[START]

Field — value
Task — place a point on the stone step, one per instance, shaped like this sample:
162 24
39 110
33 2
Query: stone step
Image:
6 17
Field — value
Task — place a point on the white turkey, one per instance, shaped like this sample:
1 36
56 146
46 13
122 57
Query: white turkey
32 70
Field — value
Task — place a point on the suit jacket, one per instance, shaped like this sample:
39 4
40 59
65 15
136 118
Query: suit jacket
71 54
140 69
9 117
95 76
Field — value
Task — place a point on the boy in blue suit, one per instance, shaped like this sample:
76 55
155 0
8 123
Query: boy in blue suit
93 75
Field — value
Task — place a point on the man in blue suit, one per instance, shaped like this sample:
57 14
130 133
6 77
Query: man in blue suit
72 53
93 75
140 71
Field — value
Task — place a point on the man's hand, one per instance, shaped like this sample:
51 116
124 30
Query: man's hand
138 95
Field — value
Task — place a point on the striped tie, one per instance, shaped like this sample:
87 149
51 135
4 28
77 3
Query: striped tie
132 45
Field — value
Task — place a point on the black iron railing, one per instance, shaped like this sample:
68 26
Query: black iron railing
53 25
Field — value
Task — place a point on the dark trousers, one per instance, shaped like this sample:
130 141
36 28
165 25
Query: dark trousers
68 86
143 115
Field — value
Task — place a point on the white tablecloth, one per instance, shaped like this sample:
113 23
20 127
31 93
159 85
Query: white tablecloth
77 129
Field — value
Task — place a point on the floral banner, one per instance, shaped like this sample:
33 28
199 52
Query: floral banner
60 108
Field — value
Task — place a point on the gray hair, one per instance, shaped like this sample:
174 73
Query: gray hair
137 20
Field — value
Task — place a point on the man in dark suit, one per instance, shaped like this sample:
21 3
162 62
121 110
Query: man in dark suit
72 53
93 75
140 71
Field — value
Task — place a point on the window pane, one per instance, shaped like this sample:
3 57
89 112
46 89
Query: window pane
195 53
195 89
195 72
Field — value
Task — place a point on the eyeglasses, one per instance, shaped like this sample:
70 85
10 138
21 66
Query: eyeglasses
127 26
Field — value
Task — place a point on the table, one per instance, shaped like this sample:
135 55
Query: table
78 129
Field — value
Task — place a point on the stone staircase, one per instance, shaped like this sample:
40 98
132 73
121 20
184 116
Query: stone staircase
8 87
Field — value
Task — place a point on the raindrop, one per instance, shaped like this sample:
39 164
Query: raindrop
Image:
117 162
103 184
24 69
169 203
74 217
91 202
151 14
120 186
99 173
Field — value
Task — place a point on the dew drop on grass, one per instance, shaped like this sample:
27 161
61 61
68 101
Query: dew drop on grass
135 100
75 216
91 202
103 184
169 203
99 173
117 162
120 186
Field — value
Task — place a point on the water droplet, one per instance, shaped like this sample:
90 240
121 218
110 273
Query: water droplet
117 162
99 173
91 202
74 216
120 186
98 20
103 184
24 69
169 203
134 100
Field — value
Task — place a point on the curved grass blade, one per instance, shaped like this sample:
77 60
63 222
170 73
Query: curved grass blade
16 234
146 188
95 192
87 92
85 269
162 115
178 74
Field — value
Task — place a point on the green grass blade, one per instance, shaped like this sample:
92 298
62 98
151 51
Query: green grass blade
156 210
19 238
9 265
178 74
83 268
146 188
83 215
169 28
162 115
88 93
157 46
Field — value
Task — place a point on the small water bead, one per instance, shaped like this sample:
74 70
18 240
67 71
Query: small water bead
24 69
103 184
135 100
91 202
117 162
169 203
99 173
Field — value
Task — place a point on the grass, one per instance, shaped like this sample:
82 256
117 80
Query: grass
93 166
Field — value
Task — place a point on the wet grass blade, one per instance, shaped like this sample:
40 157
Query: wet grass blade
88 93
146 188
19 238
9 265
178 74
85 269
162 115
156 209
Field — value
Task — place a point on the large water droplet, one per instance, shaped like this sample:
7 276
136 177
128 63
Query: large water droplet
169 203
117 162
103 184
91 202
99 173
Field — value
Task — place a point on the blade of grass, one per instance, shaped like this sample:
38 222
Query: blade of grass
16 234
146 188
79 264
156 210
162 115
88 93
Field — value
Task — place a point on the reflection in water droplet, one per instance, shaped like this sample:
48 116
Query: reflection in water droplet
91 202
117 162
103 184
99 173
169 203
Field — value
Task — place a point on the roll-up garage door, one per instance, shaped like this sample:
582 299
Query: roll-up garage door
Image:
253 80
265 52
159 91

[END]
[START]

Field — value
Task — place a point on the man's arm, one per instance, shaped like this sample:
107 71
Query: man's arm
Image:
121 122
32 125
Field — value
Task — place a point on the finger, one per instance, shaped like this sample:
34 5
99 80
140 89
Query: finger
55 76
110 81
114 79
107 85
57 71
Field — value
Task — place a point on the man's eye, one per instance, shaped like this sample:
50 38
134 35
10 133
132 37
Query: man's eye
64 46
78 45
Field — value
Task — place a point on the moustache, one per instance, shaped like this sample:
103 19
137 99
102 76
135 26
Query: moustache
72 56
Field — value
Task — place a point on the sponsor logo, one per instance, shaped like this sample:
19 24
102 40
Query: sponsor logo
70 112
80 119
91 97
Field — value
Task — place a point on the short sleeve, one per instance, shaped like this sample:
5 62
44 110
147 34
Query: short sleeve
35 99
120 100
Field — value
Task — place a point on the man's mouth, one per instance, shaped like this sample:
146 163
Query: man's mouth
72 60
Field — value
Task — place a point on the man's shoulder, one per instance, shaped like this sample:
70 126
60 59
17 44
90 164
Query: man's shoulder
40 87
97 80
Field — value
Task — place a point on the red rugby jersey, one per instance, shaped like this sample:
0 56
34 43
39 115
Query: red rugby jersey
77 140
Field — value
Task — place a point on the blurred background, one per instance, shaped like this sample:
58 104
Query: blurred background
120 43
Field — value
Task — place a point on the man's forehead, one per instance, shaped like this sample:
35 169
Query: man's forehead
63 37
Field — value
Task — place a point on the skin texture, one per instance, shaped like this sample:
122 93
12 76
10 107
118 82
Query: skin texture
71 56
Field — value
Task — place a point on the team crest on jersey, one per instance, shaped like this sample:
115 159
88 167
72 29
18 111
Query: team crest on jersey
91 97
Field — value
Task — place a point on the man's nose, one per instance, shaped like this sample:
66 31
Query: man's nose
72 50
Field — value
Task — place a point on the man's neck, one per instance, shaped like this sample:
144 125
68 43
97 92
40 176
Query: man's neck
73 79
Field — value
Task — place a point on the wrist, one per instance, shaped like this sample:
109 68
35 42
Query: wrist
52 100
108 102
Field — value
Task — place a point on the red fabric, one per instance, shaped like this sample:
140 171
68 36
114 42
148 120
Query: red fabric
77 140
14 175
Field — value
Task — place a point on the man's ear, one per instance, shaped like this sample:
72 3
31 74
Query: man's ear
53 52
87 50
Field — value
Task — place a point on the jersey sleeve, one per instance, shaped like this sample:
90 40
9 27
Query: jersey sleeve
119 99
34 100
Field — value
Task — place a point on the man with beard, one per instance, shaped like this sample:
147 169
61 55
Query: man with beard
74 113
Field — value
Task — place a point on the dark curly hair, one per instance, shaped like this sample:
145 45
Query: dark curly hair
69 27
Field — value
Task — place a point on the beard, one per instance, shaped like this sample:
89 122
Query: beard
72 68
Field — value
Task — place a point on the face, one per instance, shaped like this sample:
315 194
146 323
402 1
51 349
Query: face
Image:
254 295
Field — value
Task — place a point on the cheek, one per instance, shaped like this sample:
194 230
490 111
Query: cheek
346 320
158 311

[END]
[START]

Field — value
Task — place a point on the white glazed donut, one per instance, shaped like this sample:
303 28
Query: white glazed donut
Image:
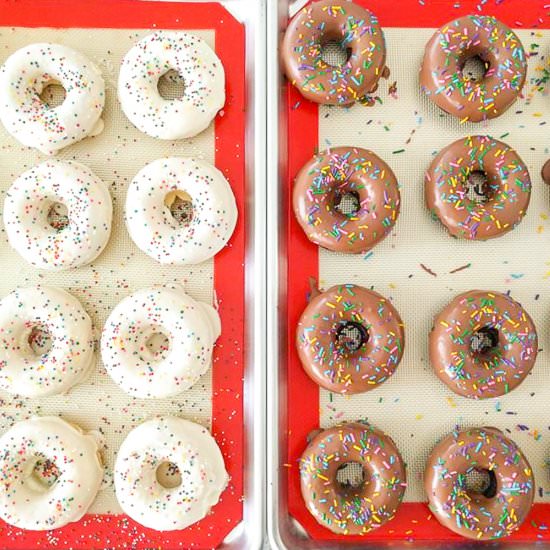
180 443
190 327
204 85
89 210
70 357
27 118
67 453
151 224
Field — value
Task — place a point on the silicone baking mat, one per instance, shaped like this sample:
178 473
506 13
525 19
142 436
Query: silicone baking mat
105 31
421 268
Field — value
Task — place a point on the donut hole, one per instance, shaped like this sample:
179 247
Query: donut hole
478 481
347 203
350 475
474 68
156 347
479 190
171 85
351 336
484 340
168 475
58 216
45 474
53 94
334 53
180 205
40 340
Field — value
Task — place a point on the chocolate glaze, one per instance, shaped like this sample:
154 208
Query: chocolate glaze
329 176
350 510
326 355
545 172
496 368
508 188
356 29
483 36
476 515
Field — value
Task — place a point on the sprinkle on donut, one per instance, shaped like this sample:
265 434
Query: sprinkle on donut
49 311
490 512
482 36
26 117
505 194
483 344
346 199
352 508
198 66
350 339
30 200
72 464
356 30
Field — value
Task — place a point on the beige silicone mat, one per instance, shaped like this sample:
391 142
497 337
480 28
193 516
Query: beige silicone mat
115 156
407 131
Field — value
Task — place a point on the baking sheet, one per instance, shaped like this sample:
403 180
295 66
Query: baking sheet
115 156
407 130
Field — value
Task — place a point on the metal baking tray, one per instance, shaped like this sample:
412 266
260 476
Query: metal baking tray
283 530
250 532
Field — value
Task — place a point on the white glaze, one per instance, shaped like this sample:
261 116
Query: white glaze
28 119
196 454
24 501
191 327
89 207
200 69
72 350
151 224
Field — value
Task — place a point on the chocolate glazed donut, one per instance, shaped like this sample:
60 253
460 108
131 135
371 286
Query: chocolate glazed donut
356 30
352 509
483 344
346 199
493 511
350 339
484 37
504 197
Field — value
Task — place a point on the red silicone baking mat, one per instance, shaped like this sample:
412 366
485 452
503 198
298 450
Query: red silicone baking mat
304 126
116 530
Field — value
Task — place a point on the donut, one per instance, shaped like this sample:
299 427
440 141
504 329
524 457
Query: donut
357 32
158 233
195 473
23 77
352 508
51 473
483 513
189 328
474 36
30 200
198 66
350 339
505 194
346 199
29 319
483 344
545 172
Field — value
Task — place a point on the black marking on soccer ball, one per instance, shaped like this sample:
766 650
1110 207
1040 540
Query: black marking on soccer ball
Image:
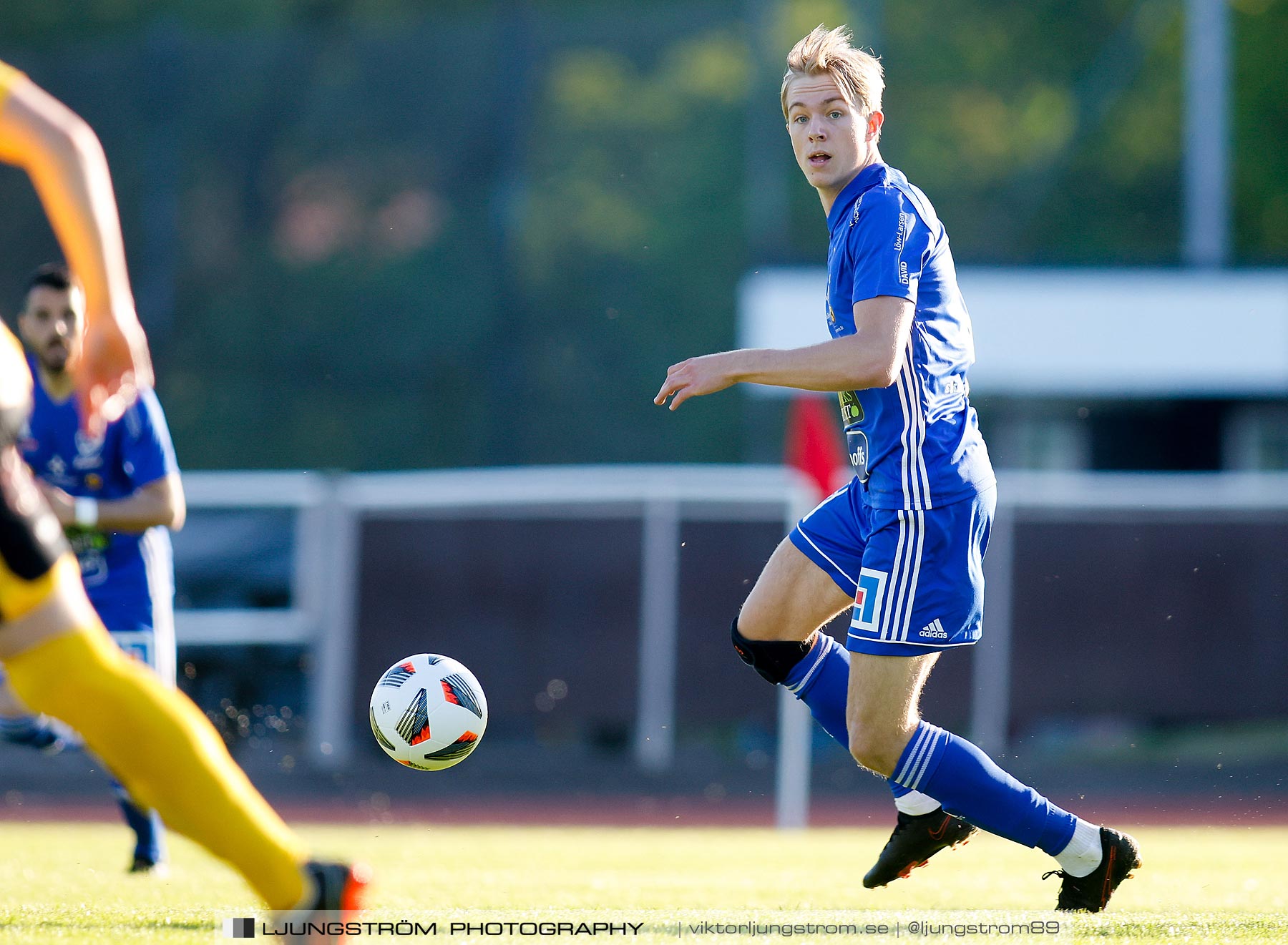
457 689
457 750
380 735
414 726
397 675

[END]

GIVEN TASK
Identify every line in the records above that contains the word "blue", and copy each of those lines.

ANSWER
Task — place a point on the boy in blue suit, one per instance, shaped like this sample:
Query: boy in blue suit
Task — place a point on the man in blue suit, one per instance, shaped like this sample:
Query: man in blue suit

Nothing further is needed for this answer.